— Begin —

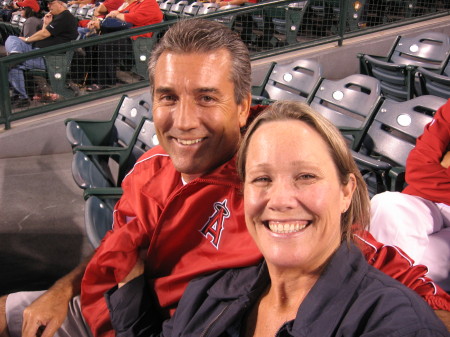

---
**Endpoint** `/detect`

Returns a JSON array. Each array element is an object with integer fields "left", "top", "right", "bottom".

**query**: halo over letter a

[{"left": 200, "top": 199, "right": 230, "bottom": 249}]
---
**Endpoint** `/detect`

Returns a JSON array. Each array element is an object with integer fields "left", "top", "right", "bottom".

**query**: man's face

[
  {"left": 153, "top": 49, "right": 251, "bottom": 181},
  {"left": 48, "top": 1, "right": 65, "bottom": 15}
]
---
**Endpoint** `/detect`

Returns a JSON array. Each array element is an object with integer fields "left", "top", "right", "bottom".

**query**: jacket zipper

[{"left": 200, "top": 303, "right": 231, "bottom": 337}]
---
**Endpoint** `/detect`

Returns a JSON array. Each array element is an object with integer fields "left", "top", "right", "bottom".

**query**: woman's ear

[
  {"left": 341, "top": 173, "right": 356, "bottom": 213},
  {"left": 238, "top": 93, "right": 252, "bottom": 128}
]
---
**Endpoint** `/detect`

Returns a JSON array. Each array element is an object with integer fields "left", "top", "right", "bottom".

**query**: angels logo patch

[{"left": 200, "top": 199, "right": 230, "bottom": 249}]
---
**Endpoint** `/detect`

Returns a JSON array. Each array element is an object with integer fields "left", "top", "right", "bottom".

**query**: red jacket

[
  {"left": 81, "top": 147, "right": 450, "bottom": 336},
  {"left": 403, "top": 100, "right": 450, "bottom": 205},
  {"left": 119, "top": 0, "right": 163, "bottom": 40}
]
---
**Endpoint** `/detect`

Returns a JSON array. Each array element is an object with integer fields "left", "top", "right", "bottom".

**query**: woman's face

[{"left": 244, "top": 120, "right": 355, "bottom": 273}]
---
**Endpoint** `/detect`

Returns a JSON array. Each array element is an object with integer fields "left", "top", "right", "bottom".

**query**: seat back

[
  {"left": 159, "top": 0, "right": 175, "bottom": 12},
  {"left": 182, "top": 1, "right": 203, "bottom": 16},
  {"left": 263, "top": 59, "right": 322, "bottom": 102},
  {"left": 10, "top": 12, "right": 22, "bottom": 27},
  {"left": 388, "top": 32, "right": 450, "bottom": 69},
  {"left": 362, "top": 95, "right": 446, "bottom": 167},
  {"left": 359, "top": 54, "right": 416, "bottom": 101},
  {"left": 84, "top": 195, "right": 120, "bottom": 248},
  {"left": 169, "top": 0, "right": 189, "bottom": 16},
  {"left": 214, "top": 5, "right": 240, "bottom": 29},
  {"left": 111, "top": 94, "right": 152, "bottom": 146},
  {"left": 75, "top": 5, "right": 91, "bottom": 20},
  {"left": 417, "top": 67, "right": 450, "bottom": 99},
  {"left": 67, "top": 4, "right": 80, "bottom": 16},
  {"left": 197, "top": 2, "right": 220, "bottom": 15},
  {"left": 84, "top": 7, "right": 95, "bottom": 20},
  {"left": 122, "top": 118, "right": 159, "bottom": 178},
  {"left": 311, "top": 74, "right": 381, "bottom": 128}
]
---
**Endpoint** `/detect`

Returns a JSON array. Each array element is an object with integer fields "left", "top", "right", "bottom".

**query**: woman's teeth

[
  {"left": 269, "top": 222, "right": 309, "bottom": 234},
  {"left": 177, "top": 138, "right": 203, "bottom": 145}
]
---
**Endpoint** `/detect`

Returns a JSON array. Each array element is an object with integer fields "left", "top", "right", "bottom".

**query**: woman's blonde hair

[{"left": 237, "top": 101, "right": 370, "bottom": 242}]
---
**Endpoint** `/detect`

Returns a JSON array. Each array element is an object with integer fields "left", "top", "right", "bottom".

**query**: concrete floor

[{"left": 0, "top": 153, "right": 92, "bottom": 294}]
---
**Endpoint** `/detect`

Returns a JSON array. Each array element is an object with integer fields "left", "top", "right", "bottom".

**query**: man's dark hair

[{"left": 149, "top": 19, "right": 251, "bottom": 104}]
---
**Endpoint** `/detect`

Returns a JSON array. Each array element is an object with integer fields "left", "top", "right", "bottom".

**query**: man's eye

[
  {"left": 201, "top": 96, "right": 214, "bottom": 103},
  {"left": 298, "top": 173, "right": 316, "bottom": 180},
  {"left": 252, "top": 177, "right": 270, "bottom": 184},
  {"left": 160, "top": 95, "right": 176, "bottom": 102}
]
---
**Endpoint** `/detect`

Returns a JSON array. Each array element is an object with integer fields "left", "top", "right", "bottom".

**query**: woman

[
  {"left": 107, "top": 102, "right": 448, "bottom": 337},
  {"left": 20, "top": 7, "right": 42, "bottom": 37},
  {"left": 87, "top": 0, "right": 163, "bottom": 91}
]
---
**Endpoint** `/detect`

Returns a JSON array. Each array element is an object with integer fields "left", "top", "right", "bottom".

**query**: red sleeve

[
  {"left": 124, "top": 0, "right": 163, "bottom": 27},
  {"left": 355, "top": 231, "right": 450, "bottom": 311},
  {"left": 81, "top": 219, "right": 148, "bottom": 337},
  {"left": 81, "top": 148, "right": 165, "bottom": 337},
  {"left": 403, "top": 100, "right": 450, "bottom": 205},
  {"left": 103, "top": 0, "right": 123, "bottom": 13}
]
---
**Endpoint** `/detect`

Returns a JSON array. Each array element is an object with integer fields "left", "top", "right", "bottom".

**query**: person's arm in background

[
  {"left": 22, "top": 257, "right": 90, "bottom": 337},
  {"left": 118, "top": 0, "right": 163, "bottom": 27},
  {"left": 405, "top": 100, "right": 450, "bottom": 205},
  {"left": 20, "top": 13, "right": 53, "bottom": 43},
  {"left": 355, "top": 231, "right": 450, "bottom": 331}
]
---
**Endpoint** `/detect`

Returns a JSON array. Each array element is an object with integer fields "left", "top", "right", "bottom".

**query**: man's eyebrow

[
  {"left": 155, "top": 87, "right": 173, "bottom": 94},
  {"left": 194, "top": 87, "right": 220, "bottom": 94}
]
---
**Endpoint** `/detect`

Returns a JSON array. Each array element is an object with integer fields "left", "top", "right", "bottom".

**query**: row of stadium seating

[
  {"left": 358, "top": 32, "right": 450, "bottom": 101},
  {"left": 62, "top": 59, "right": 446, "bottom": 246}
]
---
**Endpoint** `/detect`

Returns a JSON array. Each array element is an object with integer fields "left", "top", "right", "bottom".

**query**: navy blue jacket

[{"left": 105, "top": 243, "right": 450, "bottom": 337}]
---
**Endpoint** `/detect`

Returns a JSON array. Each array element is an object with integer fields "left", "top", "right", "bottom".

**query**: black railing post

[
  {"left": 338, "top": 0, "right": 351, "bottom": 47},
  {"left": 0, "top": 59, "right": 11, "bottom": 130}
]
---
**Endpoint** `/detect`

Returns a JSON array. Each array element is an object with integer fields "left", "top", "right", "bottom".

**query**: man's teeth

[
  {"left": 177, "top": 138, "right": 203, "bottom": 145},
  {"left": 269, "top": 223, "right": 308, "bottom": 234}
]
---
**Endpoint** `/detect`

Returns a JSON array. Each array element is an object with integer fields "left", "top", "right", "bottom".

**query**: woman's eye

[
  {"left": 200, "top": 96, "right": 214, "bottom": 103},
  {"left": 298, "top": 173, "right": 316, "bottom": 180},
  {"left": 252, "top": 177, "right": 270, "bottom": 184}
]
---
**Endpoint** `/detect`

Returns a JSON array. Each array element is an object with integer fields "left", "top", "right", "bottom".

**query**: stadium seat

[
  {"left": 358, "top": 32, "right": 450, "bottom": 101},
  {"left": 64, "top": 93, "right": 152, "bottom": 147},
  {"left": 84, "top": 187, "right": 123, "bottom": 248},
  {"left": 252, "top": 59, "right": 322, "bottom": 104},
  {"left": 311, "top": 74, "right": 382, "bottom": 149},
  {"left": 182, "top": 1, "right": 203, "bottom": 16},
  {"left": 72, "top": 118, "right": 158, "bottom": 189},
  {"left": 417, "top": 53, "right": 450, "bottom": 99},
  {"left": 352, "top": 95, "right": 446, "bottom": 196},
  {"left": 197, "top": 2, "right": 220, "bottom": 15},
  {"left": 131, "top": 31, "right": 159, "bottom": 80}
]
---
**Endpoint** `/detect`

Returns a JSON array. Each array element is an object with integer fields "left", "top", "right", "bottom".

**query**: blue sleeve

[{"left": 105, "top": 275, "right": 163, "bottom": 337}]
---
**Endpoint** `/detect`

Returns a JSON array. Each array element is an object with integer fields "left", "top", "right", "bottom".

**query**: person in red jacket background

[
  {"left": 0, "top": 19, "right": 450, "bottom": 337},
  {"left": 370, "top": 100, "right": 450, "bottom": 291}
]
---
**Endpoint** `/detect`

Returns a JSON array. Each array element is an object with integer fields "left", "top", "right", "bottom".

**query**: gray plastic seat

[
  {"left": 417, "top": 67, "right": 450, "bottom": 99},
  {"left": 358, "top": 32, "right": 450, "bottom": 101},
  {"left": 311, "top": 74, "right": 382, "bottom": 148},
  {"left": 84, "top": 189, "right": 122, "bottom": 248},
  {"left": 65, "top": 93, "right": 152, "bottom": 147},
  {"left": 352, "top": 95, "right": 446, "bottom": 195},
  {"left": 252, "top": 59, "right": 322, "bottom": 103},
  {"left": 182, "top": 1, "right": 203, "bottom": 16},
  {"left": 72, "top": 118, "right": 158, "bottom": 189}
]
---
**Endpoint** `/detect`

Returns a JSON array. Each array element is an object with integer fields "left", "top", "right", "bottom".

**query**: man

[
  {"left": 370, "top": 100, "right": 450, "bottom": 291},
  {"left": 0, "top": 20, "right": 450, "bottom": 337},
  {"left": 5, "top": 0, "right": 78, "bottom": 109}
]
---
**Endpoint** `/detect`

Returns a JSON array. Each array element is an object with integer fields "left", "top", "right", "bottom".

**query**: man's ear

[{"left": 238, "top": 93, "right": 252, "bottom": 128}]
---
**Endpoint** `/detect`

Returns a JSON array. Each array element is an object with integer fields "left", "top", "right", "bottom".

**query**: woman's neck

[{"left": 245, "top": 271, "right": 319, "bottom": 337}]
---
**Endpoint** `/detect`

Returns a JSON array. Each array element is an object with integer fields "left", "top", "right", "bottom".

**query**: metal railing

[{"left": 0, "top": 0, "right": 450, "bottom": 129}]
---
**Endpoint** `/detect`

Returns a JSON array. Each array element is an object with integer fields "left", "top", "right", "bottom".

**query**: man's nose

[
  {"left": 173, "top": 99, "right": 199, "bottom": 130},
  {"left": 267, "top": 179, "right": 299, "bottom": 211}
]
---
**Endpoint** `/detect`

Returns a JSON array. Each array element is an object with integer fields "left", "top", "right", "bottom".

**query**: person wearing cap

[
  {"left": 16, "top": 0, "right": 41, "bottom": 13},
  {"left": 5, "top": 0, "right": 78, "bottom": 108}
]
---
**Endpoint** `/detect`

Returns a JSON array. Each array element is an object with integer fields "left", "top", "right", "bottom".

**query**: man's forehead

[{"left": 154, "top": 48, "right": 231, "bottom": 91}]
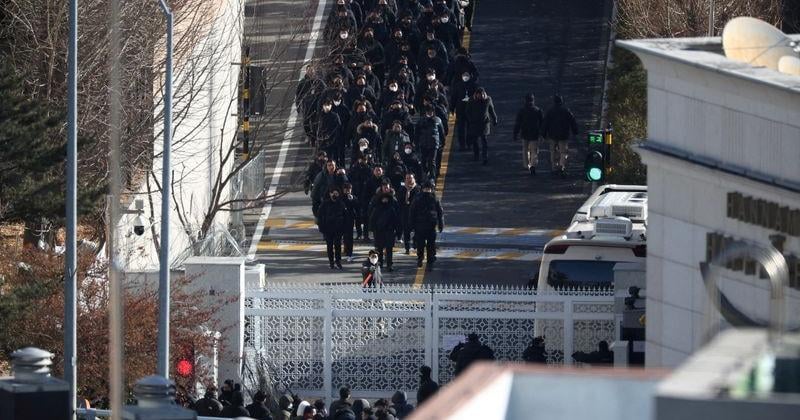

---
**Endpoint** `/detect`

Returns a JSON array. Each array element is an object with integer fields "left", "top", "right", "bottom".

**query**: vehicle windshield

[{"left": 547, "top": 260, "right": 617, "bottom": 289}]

— End —

◆ Exercise details: Count the lines in the entries that contain the word "teeth", treating uppercase and lowercase as distinct, and respond with the number alone.

◆ Answer below: 2